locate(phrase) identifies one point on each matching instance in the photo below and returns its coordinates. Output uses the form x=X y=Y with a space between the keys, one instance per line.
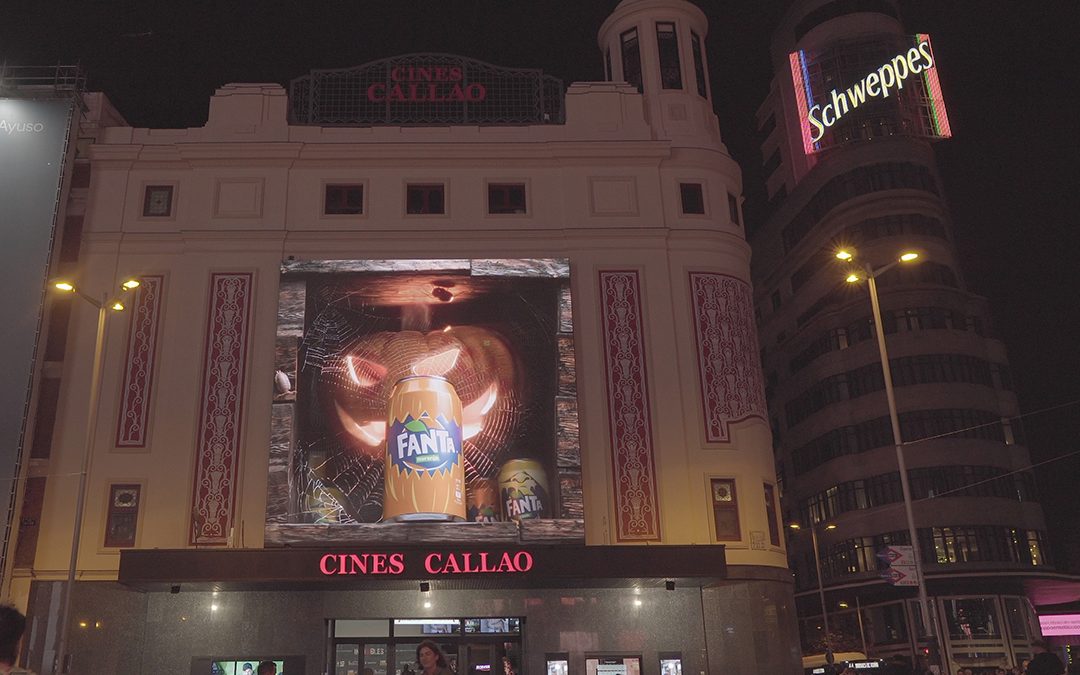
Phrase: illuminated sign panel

...

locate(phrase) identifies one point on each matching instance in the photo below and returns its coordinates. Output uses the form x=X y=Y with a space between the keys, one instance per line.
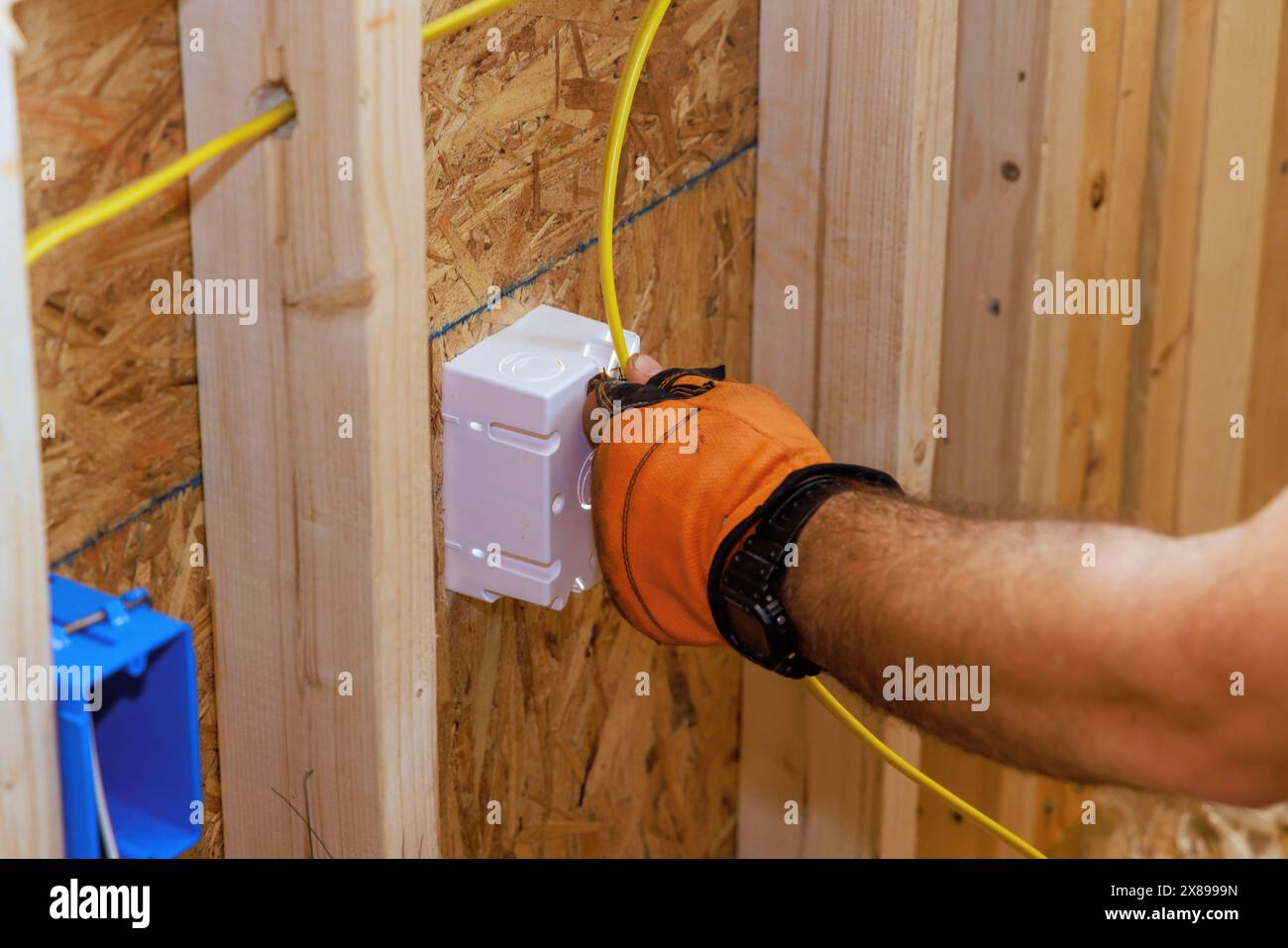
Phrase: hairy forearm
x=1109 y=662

==

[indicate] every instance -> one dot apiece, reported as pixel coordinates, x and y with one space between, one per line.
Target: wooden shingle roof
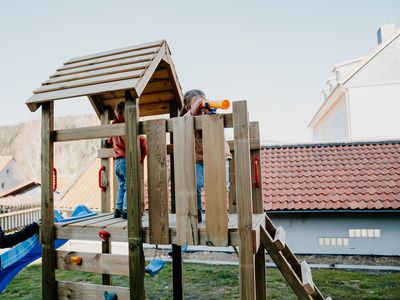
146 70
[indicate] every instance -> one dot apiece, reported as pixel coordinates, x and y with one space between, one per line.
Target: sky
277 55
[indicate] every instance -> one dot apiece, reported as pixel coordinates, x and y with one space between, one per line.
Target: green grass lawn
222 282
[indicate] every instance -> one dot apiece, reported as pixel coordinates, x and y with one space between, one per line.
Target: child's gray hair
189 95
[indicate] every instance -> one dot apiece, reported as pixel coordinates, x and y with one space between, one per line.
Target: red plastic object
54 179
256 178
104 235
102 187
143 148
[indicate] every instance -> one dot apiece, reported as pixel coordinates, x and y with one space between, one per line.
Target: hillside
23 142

#### Problem statement
Copy out every line of the entries above that contains the word "Target".

#### Reply to the exercise
Target: wooden shingle roof
Target: sky
Target: green grass lawn
Target: child's gray hair
Target: red plastic object
Target: hillside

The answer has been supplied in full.